Document extract START
Medical School or Training
University of Wisconsin, 1992
University of Louisville, Surgery General, KY, 1998
Vascular Surgery, University of Michigan Health System, 2000
The focus of the Henke laboratory is to determine the basic mechanisms of deep vein thrombosis resolution as well as the effect of the vein wall. The clinical relevance of this is that DVT is a major, and until recently, neglected health problem. The acute sequlae may be pulmonary embolism which can be fatal and more commonly, post thrombotic syndrome with its significant morbidity. Using state of the art physiological, immunological and molecular biological techniques, mouse and rat models are used to define the process of venous thrombus resolution. Over the last 5 years, much has been learned. First, the thrombus is biologically active with leukocytes directing the adjacent vein wall response. Secondly, the thrombi undergo neovascularization as a normal process to allow return of prograde blood flow. Third, the leukocyte is essential for thrombus resolution, and is directed by a class of signaling molecules termed chemokines. More specifically, neutrophils are essential for early DVT resolution while monocytes are critical for the later processes. Forth, matrix metalloproteinases play an integral role in both vein wall injury and remodeling as well as DVT resolution. Our current National Institutes of Health R-01 grant specifically applies to this. Lastly, the mechanism of how a thrombus forms directs the vein wall response. For example, stasis derived DVT is more damaging to the vein wall than endothelial injury or an inert stretch injury. This latter data is clinically applicable because it suggests that methods to actively remove thrombus in a timely fashion, rather than passive anticoagulation, may decrease the long term risk of fibrotic injury.
Dr. Henke is an Associate Professor of Surgery, operating both at the University of Michigan and the Veteran's Administration Hospital. He graduated from the University of Wisconsin with a Bachelor of Science in Biochemistry and Molecular Biology in 1988, and from the University of Wisconsin School of Medicine in 1992. He did his General Surgery residency at the University of Louisville, where he was honored with the Chairman's Award for Personal Scholarship and the C.M. Edelen Award for best resident paper of the year in 1997. He joined the University of Michigan for his Vascular Surgery fellowship, and graduated to join the faculty in 2000. His clinical and research focus is on lower extremity arterial, venous, and vascular medicine patient issues.
Document extract END
What the exercise asks: Reproduce the part of the Dr. Henke profile above from "Dr. Henke is" up to and including "medicine patient issues.".
Supplied information START
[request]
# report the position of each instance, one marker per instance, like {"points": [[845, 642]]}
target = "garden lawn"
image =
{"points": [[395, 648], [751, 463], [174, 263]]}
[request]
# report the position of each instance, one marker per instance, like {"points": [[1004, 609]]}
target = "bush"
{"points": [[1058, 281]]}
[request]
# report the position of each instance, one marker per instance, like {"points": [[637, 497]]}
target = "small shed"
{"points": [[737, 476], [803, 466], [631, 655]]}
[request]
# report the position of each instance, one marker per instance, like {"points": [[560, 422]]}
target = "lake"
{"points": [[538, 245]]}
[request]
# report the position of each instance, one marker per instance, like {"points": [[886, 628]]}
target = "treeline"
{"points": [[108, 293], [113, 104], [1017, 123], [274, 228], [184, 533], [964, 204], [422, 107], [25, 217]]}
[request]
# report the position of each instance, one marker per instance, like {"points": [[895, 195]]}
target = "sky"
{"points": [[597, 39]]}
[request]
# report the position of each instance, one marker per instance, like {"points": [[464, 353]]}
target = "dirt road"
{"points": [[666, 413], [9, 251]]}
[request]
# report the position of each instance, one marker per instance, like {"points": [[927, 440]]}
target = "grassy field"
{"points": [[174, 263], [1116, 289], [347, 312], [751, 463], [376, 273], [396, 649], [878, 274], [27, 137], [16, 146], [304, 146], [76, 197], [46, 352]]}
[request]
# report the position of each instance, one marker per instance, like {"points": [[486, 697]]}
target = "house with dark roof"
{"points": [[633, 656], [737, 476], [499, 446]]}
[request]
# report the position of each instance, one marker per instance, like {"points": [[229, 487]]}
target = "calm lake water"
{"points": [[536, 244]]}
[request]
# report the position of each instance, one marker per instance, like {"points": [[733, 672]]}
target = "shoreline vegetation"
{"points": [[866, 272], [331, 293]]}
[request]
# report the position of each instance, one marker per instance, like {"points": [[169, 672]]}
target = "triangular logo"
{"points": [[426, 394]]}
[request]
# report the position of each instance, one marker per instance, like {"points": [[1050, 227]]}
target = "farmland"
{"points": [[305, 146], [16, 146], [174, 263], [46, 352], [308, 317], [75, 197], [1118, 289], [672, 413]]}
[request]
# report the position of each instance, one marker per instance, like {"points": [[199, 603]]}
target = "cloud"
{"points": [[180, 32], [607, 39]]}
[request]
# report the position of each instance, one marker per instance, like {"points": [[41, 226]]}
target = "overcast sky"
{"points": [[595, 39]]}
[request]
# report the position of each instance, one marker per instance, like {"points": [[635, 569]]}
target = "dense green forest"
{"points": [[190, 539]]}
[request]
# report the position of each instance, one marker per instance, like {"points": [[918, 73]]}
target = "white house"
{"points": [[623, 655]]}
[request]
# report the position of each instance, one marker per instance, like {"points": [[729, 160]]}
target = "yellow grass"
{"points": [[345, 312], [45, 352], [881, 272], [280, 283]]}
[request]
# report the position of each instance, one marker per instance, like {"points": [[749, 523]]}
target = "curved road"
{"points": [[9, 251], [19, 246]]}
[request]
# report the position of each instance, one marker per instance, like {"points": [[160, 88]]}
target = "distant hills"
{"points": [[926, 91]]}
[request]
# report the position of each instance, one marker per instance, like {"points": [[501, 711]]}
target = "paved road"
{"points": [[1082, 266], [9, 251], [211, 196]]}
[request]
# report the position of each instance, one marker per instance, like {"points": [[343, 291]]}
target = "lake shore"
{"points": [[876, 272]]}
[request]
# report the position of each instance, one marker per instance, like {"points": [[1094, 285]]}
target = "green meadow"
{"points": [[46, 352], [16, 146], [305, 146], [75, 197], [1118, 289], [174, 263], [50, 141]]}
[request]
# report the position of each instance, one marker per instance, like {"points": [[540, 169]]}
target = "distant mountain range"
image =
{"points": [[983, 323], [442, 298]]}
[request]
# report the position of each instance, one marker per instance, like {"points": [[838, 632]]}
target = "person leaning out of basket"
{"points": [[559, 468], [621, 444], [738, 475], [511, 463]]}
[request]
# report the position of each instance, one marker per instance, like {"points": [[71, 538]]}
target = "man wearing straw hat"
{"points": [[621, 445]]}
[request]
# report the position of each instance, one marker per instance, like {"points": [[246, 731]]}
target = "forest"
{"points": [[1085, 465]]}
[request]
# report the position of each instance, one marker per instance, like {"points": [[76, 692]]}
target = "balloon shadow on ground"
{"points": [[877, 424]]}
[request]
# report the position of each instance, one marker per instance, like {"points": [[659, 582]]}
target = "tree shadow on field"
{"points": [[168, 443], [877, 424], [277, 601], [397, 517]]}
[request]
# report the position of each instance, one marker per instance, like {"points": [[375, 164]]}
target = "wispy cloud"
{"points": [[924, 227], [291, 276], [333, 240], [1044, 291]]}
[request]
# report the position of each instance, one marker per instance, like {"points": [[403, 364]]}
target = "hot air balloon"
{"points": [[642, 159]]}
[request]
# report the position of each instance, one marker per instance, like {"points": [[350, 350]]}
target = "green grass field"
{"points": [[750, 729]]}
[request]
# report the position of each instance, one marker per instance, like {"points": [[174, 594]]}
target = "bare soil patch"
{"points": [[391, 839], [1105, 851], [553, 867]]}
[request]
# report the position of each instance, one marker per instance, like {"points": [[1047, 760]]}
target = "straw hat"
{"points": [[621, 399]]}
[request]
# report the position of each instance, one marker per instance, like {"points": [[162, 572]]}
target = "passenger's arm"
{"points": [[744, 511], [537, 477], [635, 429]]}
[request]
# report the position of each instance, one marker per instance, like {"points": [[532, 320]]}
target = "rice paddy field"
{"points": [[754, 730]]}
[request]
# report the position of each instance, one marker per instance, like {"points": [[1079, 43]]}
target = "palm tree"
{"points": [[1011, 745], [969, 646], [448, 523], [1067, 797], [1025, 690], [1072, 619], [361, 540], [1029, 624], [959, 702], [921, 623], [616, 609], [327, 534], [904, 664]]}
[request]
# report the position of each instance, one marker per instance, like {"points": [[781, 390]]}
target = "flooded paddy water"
Supplied information END
Task answer:
Dr. Henke is an Associate Professor of Surgery, operating both at the University of Michigan and the Veteran's Administration Hospital. He graduated from the University of Wisconsin with a Bachelor of Science in Biochemistry and Molecular Biology in 1988, and from the University of Wisconsin School of Medicine in 1992. He did his General Surgery residency at the University of Louisville, where he was honored with the Chairman's Award for Personal Scholarship and the C.M. Edelen Award for best resident paper of the year in 1997. He joined the University of Michigan for his Vascular Surgery fellowship, and graduated to join the faculty in 2000. His clinical and research focus is on lower extremity arterial, venous, and vascular medicine patient issues.